▸ WHAT YOU ARE ASKED TO DO
Copy out the items below with every "pointer" changed to "labeler" and nothing else altered. Leave the pictures out.

** Start of PROVIDED ENTRIES **

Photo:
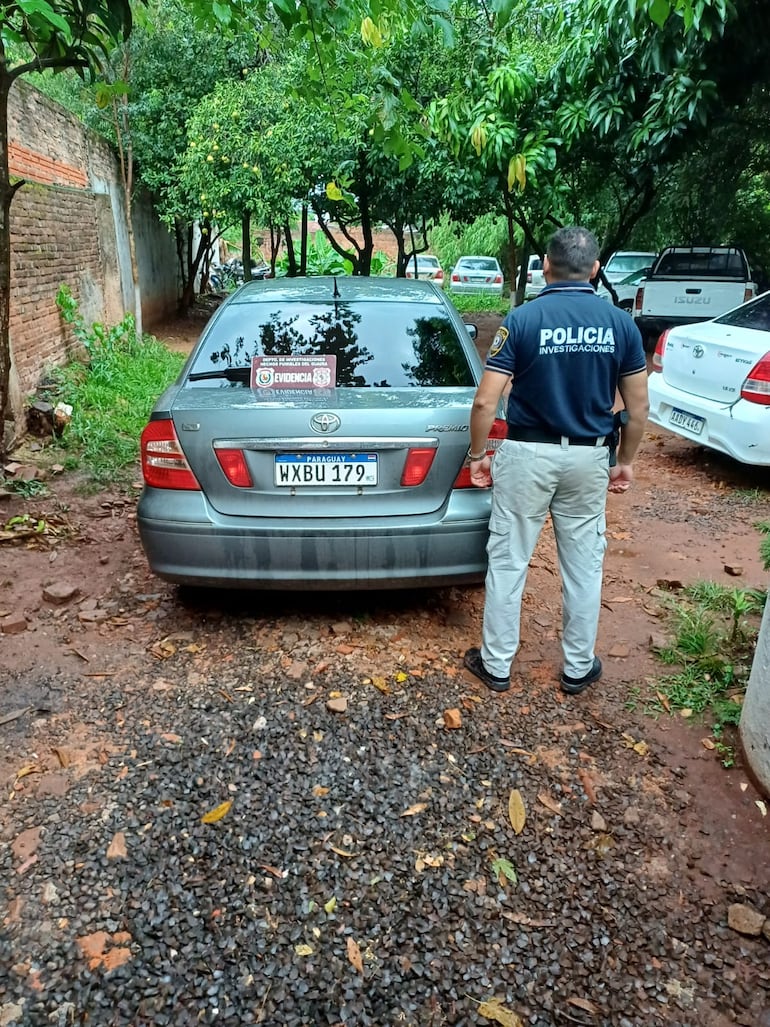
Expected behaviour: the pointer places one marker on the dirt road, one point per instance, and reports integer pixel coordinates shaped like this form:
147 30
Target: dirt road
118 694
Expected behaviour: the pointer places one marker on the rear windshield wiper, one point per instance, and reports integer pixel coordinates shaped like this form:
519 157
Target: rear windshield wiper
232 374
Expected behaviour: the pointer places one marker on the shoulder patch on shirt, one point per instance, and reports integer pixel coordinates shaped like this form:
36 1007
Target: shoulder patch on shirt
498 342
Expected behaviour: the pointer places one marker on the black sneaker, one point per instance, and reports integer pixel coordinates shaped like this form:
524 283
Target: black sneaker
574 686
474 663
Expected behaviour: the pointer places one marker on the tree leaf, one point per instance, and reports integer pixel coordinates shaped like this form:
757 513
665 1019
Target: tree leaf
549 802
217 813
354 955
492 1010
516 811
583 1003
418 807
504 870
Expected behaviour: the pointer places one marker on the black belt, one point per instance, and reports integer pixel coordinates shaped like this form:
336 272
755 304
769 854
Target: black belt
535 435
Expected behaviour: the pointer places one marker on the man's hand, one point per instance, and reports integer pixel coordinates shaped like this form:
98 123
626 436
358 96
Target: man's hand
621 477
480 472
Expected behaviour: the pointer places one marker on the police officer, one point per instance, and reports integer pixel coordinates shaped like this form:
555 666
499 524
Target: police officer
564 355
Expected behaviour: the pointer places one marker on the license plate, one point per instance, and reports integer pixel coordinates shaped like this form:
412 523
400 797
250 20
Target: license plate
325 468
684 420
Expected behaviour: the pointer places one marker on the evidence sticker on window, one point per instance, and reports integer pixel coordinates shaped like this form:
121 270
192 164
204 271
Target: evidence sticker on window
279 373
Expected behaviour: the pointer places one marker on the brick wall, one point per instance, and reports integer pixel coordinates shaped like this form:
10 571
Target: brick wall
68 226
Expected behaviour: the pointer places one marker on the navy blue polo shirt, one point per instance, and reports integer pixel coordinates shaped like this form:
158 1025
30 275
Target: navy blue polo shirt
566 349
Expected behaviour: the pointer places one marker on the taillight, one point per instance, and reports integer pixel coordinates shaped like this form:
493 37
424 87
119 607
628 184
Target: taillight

** End of PROVIDED ENTRIES **

▸ WRITTEN RESPONSE
Photo:
Expected behaviour: the labeler places one marker on the dirt road, one point per instance, and reports integer pixel coordinates shaped like this form:
147 30
Target: dirt road
118 694
Expected behaviour: the labeler places one marker on the rear windshield wiper, one point per instance, and reports integer pixel coordinates shaped like this form:
519 157
Target: rear windshield wiper
232 374
Expected behaviour: the labeler places one marker on the shoulder patch on shirt, one point per instance, and reports integer pixel coordinates shaped like this form:
36 1007
Target: shoulder patch on shirt
498 342
Expected behaviour: the labeler places one marker on the black sneaker, one point per instance, and reports integer pixel coordinates shaped like this form:
524 283
Target: black sneaker
574 686
474 663
Expected behaviour: the labeler places one marker on the tree leaf, one point per instance, and reports integer pixel coordinates shaped like this form:
757 513
665 1019
Target: tree leaf
549 802
217 813
354 955
492 1010
516 811
583 1003
418 807
504 870
Expected behaviour: the labeler places one marker on the black belt, one point per instance, and reports integer pixel coordinates shaped like this form:
336 272
755 304
769 854
Target: black belt
535 435
Expected behaviour: the labeler places one marker on the man's hand, one point per instance, and reports integer pixel coordinates shaped like this form:
98 123
626 436
358 96
Target: man's hand
621 477
480 472
Expected behaviour: the labeler places one marker on the police officer, one point per instance, and reports integer pixel coordinates shaped like this form:
555 666
499 524
Target: police officer
564 355
Expected behaviour: the labeler places one marker on the license plate, one point per instance, and reports integer pixel coordinates shaped like this form:
412 523
400 797
250 20
Target: license plate
325 468
684 420
Expected behaviour: the labeler places one marker on the evidence sticker on window, one point per instance, and reports integer pixel coordinates shaped like this form:
121 270
192 164
204 271
Target: evidence sticker on window
279 373
Expected behaviour: the labeler places one marker on the brick wall, one point per instance, and reports integer pixel coordinates shaped like this form:
10 571
Target: brick wall
68 226
Expected behaviour: the labeler places one marker on the navy blue polo shirt, one point per instance, and reports integer pixel coordinates shaped like this form:
158 1025
30 275
Target: navy blue polo shirt
566 349
Expected behaviour: the labeler places one marker on the taillight, one point per instance, and reports integer pixel coordinates shaped like this form:
493 37
424 87
119 607
628 184
Target: taillight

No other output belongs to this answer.